---------- Material for this task
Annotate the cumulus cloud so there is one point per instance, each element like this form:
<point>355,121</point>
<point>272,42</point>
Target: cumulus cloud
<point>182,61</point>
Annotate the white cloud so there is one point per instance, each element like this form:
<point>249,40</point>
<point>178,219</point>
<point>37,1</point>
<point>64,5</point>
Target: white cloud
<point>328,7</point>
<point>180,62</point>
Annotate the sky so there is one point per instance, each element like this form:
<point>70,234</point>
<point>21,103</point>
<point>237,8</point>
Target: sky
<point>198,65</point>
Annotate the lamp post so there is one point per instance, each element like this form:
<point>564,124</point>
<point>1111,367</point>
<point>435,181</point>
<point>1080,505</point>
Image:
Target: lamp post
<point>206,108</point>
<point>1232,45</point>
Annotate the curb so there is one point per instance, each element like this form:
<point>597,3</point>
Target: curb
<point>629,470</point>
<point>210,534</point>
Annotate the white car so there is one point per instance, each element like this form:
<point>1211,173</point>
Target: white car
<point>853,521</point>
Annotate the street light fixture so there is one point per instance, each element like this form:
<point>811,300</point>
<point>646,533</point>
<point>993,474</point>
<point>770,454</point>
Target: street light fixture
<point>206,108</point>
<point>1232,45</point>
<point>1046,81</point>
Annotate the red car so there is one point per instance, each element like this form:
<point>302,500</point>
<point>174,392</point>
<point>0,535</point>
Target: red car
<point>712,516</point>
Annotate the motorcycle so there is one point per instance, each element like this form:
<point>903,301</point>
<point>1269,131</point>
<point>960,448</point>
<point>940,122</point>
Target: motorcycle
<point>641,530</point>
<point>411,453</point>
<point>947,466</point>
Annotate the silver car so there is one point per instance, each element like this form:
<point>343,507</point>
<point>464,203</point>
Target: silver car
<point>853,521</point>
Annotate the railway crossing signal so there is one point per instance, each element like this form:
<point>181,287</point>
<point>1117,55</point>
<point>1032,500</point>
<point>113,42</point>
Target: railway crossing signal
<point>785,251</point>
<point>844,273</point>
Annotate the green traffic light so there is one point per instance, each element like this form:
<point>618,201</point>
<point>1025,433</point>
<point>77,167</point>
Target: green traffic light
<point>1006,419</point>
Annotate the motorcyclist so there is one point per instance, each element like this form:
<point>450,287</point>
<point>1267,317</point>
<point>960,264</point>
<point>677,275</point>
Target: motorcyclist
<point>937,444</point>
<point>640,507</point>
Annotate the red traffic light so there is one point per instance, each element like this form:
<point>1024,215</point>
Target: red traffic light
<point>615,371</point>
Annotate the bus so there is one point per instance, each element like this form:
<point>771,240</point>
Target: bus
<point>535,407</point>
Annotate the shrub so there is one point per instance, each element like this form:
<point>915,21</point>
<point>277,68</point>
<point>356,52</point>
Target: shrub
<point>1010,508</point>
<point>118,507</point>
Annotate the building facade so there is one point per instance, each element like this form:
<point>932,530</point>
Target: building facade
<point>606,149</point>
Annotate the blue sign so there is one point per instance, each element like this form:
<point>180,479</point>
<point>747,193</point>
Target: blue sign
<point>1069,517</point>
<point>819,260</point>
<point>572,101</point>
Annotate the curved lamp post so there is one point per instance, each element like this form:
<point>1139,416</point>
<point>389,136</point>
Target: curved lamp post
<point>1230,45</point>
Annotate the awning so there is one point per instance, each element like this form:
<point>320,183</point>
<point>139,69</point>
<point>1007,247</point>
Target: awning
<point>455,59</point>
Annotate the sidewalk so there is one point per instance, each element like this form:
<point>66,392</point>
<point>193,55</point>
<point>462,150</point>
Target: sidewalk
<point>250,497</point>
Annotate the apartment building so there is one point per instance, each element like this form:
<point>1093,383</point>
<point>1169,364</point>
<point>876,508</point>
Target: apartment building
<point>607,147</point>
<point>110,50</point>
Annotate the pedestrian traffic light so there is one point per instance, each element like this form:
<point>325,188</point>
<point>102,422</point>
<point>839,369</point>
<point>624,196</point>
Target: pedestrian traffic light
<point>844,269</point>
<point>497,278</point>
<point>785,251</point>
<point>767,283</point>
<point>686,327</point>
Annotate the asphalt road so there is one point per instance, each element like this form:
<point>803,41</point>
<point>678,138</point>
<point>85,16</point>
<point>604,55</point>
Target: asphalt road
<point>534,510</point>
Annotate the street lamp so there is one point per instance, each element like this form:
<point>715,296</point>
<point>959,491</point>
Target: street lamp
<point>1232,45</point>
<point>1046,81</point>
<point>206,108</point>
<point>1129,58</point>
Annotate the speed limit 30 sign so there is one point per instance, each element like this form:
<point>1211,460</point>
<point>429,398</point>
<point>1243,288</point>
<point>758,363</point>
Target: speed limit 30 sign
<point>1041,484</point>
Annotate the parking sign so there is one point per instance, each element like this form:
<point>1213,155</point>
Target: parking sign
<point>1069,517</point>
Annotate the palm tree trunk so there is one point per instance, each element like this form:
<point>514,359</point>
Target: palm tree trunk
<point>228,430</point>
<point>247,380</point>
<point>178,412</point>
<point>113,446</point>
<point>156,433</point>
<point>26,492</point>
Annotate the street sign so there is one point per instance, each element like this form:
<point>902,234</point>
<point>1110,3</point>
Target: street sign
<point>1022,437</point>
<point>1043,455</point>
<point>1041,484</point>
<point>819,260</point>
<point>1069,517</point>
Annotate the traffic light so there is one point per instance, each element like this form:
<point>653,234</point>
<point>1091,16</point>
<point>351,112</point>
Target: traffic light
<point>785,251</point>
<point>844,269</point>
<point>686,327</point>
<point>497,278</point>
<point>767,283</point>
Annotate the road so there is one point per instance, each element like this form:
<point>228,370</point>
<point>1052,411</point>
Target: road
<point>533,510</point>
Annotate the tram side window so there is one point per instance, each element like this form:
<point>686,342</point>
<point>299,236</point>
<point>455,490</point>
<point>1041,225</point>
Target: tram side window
--------------------
> _Your objective_:
Above are the entries. Copy exactly the part that opens with the line containing "Annotate the street lamp" and closes with the line containing "<point>1110,3</point>", and no more.

> _Output of the task_:
Annotate the street lamp so there is one point per instance, each element like this form:
<point>715,296</point>
<point>959,491</point>
Target: street lamp
<point>1232,45</point>
<point>1046,81</point>
<point>206,108</point>
<point>1129,58</point>
Annotate the speed limit 30 sign so there is one point per instance, each element like this form:
<point>1211,460</point>
<point>429,398</point>
<point>1243,288</point>
<point>758,363</point>
Target: speed limit 30 sign
<point>1041,484</point>
Annotate the parking sign so there is one point per instance, each element like this form:
<point>1213,155</point>
Target: parking sign
<point>1069,517</point>
Annotate the palm tree trunk so there is one point per instance, each element like this form:
<point>514,359</point>
Target: palm tree trunk
<point>228,430</point>
<point>247,380</point>
<point>178,412</point>
<point>113,446</point>
<point>156,433</point>
<point>26,492</point>
Annotate the street sign so there is one point per instance, each element like this form:
<point>902,234</point>
<point>1110,3</point>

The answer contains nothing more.